▸ **Directions**
A – Reproduce the stretch of the article about Leisa Hendricks from "But a small" through "qualify for college.".
B – In the article about Leisa Hendricks, what certification did she earn while in high school?

By: Lacey McMurry 25.JUL.06, Uintah Basin Standard
Leisa Hendricks knows a lot about aiming high. The 17-year-old Vernal girl has been awarded over $100,000 in scholarship and grant money to use when she begins Westminster College in Salt Lake City this fall. In addition, she was also named the top Native American scholar by her graduating class at Uintah High School in May.
HARD WORK AND DEDICATION— Leisa Hendricks of Vernal hit the books in high school and it’s paying off despite stereotypes and a draining schedule. She’s been awarded over $100,000 in grants and scholarships to help her further her education and reach her dreams. She plans to pursue a nursing degree at Westminster College and one day attend medical
But despite all of her success, friends and relatives will tell you that the most amazing part of Leisa’s story is not the dozens of academic rewards and accolades that are quickly piling up in her name. Rather, it’s the fact that Leisa has managed to make education a priority in spite of personal difficulty.
“She’s really worked hard to get where she’s at today,” said Leisa’s grandma Alene Hendricks. “She’s so deserving of all of these awards because she’s smart and she has such a desire to succeed. Not many other kids today are willing to do what she has done to find success.”
Due to debilitating back and nervous system injuries, Leisa’s parents have been physically unable to maintain steady employment for much of her life. Instead, they have been forced to rely heavily on minimal income from disability, social security and Medicaid checks.
“I know how difficult it is to come from a low-income family and live without a lot of the things that we need,” Leisa said. “That’s really why I decided that I needed to make education more important in my life. I wanted something good for myself.”
Because of her family’s financial situation, Leisa became a certified nurse’s assistant in high school and began working at a care center in Vernal during the day. She attended school in the afternoon and at night. Her days were almost always long, and the temptation to drop out of school was sometimes strong, Leisa said.
But a small part of her always knew that education was the key to a better life. During her freshman and sophomore years, Leisa’s grades were poor because she didn’t care about academics. However, with the help of school counselors at Uintah High, Leisa quickly saw the importance of bringing up her GPA so she could qualify for college.
“Once I started to try and bring my grades up, it was difficult because most of my Native American peers didn’t really understand why education was important to me and why I wanted to go to college,” Leisa said. “I didn’t really have any peer support to succeed.”
Leisa has thought a lot about the problem of high-drop out rates and low academic success among Native American students across the country. From her perspective, a big part of the problem is a shortage of Native American teachers, mentors, and counselors in the public school system.

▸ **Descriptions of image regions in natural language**

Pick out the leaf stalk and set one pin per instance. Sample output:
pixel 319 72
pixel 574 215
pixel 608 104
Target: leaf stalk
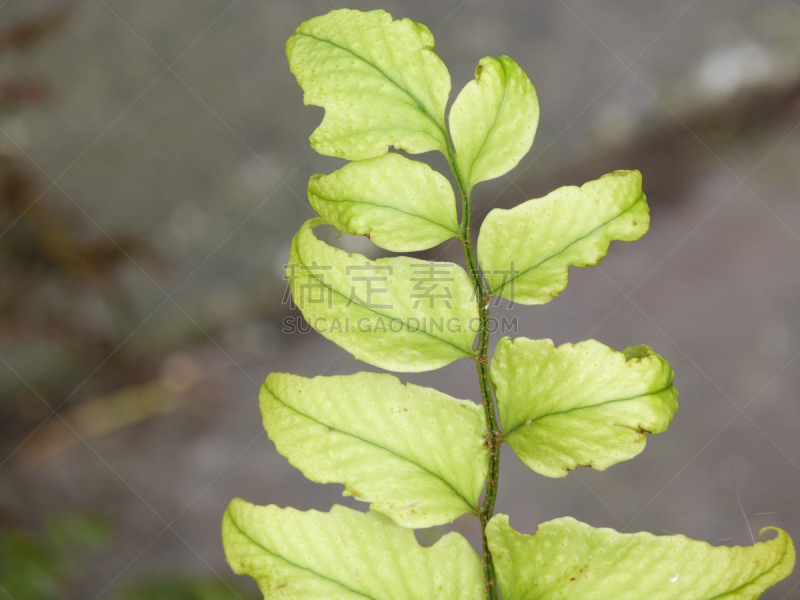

▸ **Solved problems**
A –
But a small part of her always knew that education was the key to a better life. During her freshman and sophomore years, Leisa’s grades were poor because she didn’t care about academics. However, with the help of school counselors at Uintah High, Leisa quickly saw the importance of bringing up her GPA so she could qualify for college.

B – She became a certified nurse's assistant.